— Begin Given passage —

For indoors I had much better results. I averaged 50.17+ per 6 arrow ends for 18m/40cm targets with the SF. 53.88+ for my W&W.

Maybe it's the placebo effect. Anyway, the bottom line is that at that time I could afford it (someone dumped them 2nd hand on auctions -- was only 60% more than what retailers sold SF's for, brand new)


----------



## StarDog (Feb 17, 2007)

Two shooters one shoots whatever the high end Hoyt is (formula). the other SF premium. Guy with used Hoyt riser and premium limbs is KILLER. Guy with latest and greatest can't keep up. True story. It's the Indian not the arrow, to quote Viper 1. 




.


----------



## b0w_bender (Apr 30, 2006)

— End Given passage —
— Begin Data lines —

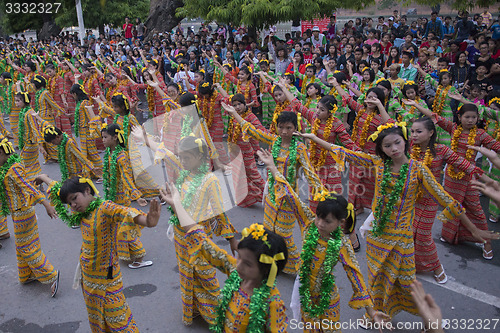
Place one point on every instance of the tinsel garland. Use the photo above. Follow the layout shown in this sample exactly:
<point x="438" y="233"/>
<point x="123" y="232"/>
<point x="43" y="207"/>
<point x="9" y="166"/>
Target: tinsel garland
<point x="21" y="128"/>
<point x="13" y="158"/>
<point x="258" y="307"/>
<point x="126" y="120"/>
<point x="74" y="219"/>
<point x="292" y="161"/>
<point x="328" y="279"/>
<point x="109" y="172"/>
<point x="186" y="126"/>
<point x="381" y="218"/>
<point x="61" y="155"/>
<point x="76" y="125"/>
<point x="194" y="187"/>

— End Data lines —

• **Exercise task**
Write out the part of the archery forum thread above word for word, starting at "For indoors I" and ending at "for, brand new)".

• **Correct result**
For indoors I had much better results. I averaged 50.17+ per 6 arrow ends for 18m/40cm targets with the SF. 53.88+ for my W&W.

Maybe it's the placebo effect. Anyway, the bottom line is that at that time I could afford it (someone dumped them 2nd hand on auctions -- was only 60% more than what retailers sold SF's for, brand new)